====== EXCERPTED TEXT ======

EY Malta’s Future Consumer Survey shows only 4% have long-term job concerns

Consumers are increasingly yearning for an improvement in their lifestyle • 20% of people say that their values and perception of life has changed


As Covid-19 continues to have a transformative impact on the lives of consumers, the ramping up and rollout of vaccines across several nations over the past few months are seen as an important step closer to the end of the pandemic era.

The previous edition of the EY Future Consumer Survey was completed in November 2020 ahead of a critical period for retailers and businesses. The indications at the time were that, while there was a deterioration in general anxiety levels to carry out a number of activities, consumers were generally more positive towards their personal financial outlook and spending abilities. Consumption shifts persisted in favour of home improvements, personal care, delivery and subscription services.

What has changed in terms of local consumer behaviour and spending patterns since November 2020?

The third survey cycle completed in April 2021 finds that consumers are increasingly yearning for an improvement in their lifestyle. The number of people who would forgo an international vacation is at its lowest since EY has been running the survey (33% in April 2021 compared to 47% in November 2020). The number of people who say they will work from home more often has reduced to 35% of respondents compared to 51% in November 2020, while 60% of people plan to eat out more frequently now compared to 39% in November 2020.

It is encouraging to note that 59% of respondents have a significant level of trust in healthcare providers – crucial for the broader success of the vaccination programme.

At the same time, despite the increasing number of vaccinations that are being administered, we note that consumers today are significantly more anxious and concerned than at any point during our previous survey cycles.

The longer-term financial perception seems to be relatively positive as only 4% of respondents are concerned about their employment status beyond the next 12 months and 8% believe they will be worse off financially in the next year (12% in November 2020).

The current perspective among respondents remains that the pandemic will keep impacting our lives for some time depending on the type of activity.

How long will it take you to feel comfortable doing the following?
How long will it take you to feel comfortable doing the following?

How can businessses adjust for the future consumer?

Business models will need to change and adapt as new trends and behaviours keep manifesting themselves. Here are some key actions that businesses can consider to adjust for the demands of the future consumer:

1. Redesign your business around how people live, not what consumers buy

While the boom in at-home consumption is unlikely to last, other consumer changes will only accelerate. It is also worth noting that subdued consumer spending may persist for some time as 70% of respondents say they will be cautious about their spending compared to 57% in November 2020.

Businesses need to remain ahead of the curve and make sure that their businesses have adequate capabilities to make the right use of data and information. Businesses need to become listening organisations, and leverage analytics tools to manage data repositories that provide important insights for each consumer served. A listening organisation has the agility to meet constantly changing consumer needs and can adapt products and services for segments it wants to engage.

======

# REQUIRED ACTION:
Reproduce the stretch of the EY Malta consumer survey article from "Business models will" through "57% in November 2020.", with every word and punctuation mark unchanged.

====== EXTRACTED INFORMATION ======

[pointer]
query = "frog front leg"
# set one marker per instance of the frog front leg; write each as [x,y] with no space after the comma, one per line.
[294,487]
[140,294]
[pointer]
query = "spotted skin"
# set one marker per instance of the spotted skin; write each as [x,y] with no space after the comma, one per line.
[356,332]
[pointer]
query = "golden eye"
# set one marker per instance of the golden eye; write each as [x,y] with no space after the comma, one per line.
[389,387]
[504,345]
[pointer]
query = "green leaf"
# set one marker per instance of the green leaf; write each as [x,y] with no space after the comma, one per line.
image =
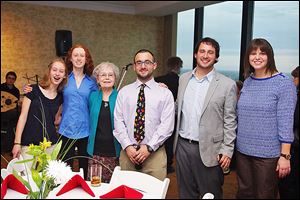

======

# EXERCISE RESPONSE:
Business models will need to change and adapt as new trends and behaviours keep manifesting themselves. Here are some key actions that businesses can consider to adjust for the demands of the future consumer:

1. Redesign your business around how people live, not what consumers buy

While the boom in at-home consumption is unlikely to last, other consumer changes will only accelerate. It is also worth noting that subdued consumer spending may persist for some time as 70% of respondents say they will be cautious about their spending compared to 57% in November 2020.